_Given exercise_
Multiply every box coordinate in the answers by 0.55 and round each result to a whole number, with halves rounding up. Write the lines again starting at the line that contains "Enumerate every kokoshnik" and ending at the one that contains "xmin=65 ymin=540 xmax=89 ymax=600", including both ends and keeping the requests unchanged.

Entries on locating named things
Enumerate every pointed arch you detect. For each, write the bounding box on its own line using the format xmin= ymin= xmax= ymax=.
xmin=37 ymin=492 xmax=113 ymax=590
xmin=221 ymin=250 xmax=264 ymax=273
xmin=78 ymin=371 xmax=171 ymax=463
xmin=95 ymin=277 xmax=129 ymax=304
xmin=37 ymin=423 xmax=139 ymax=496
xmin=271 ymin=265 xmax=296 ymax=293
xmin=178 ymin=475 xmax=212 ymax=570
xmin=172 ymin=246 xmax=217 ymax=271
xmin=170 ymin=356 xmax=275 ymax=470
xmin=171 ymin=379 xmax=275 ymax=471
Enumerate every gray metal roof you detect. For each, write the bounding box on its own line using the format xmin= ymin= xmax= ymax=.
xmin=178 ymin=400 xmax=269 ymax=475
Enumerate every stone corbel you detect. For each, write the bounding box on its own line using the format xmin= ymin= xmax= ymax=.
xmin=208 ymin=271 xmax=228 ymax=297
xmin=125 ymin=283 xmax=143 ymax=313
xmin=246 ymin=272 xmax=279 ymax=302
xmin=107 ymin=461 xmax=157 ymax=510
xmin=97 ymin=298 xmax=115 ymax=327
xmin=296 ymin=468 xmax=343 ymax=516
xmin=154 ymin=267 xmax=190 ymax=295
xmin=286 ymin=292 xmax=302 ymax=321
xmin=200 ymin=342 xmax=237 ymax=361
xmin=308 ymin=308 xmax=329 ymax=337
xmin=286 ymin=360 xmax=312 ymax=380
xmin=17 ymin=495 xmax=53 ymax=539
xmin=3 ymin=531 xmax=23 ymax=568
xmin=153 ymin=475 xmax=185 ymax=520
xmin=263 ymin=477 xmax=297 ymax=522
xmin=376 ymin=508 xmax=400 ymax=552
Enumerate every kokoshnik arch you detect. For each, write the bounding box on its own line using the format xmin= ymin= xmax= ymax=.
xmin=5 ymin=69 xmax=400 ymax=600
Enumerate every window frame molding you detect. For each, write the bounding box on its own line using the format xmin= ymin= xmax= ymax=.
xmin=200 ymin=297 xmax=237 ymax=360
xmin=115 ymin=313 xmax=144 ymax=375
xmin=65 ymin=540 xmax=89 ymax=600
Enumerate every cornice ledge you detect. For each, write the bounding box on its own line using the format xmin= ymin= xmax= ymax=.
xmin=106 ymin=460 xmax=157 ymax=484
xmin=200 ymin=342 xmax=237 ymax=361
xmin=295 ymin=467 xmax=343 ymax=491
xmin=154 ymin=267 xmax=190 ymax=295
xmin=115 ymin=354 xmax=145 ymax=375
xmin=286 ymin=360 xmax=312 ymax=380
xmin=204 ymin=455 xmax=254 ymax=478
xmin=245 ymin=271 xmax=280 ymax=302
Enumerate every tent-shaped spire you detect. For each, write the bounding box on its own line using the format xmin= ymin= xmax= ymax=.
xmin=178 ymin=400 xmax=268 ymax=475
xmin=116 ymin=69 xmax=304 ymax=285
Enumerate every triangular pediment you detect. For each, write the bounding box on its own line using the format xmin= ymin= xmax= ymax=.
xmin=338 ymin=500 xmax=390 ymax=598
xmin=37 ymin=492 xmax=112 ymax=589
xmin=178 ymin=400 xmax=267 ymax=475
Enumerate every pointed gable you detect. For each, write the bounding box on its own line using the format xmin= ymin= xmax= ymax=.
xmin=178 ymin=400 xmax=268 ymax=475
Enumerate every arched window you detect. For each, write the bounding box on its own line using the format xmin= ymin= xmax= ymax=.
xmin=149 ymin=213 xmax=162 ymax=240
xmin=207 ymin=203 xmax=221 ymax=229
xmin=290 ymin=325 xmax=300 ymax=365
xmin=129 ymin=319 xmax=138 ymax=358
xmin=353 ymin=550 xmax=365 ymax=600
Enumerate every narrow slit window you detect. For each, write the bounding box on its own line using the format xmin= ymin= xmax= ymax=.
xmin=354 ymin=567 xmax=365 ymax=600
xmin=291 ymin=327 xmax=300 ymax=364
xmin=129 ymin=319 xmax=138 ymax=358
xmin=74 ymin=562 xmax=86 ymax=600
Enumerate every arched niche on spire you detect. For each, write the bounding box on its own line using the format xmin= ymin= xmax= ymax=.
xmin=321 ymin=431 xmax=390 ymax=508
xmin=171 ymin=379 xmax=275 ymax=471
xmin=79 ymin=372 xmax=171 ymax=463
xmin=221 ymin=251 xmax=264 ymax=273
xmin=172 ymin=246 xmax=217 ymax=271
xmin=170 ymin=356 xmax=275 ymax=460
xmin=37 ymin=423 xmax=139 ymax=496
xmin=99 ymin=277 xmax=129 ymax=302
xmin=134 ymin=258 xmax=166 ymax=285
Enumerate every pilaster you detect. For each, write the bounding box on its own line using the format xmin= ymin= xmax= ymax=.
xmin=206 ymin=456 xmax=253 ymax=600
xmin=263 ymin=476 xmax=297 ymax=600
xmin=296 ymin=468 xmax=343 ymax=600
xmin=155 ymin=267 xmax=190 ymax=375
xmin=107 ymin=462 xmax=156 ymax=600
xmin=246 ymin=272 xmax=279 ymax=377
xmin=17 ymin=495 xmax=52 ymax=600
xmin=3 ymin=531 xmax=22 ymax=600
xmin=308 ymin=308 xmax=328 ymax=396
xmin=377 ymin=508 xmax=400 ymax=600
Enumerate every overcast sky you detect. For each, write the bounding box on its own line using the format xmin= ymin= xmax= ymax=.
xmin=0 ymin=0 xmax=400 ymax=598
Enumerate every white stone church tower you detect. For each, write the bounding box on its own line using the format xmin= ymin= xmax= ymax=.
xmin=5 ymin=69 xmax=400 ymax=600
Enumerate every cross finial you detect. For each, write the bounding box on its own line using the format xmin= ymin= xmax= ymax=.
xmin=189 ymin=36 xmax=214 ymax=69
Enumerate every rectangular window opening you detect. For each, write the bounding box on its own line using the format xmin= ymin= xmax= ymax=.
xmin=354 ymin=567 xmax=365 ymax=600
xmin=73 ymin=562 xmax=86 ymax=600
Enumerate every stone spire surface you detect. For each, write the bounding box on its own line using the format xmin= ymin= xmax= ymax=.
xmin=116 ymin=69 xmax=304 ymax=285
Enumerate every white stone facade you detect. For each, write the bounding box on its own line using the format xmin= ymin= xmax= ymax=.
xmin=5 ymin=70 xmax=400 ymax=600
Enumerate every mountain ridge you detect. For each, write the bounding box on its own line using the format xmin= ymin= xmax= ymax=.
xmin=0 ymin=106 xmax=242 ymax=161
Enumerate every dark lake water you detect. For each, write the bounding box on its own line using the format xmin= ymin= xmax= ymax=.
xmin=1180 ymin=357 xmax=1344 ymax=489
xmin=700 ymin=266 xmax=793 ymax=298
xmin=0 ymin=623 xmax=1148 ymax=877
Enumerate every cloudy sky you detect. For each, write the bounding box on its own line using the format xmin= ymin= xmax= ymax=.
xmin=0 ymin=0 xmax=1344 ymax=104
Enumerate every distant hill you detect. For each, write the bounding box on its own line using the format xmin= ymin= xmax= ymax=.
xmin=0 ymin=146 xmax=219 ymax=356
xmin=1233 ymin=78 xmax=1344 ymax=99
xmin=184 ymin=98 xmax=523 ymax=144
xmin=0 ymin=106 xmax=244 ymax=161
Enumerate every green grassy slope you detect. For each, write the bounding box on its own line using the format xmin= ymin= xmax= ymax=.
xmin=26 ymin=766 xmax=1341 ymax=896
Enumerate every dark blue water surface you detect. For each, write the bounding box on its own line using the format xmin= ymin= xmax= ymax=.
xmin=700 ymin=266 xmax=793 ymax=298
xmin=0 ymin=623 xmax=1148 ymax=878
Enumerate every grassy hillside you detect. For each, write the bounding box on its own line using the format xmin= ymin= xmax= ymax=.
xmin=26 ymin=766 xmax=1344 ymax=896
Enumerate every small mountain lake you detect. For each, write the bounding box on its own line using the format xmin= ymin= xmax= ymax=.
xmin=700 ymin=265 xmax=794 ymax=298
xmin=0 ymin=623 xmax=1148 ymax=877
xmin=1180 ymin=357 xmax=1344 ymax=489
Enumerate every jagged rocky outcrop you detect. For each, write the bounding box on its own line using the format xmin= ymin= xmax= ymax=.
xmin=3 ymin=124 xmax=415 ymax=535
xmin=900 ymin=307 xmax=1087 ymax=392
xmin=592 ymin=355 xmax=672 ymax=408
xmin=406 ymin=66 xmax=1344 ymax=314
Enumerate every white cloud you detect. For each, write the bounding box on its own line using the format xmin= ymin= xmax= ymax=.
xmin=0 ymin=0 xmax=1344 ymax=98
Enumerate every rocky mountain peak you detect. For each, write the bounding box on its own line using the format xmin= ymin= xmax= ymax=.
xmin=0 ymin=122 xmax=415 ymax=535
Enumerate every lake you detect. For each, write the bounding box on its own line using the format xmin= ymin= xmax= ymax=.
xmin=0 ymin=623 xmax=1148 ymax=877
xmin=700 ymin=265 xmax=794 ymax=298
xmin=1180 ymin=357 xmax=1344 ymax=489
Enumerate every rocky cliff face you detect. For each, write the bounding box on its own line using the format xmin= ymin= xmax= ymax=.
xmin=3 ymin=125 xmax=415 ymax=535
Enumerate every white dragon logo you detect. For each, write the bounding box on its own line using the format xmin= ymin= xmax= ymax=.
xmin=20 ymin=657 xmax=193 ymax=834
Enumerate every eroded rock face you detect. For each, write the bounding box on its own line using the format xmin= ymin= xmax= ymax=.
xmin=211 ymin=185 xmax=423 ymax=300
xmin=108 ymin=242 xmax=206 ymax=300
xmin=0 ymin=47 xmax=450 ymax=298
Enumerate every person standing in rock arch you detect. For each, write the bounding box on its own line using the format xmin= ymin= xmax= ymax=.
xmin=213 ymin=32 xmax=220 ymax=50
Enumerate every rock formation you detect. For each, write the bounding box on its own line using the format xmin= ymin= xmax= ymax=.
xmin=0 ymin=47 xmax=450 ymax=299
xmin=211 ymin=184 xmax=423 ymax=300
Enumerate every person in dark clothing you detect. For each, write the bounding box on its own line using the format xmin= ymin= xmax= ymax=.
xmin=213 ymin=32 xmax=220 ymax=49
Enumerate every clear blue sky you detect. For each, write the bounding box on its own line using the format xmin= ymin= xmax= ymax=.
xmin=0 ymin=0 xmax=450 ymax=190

_Task output_
Enumerate every kokoshnik arch you detect. For each, write the bounding box on its own line using the format xmin= ymin= xmax= ymax=.
xmin=3 ymin=38 xmax=220 ymax=330
Enumerate every window frame molding you detect. For each, write the bounding box on its own line using the format xmin= ymin= xmax= ymax=.
xmin=110 ymin=163 xmax=130 ymax=198
xmin=63 ymin=172 xmax=79 ymax=206
xmin=36 ymin=297 xmax=49 ymax=330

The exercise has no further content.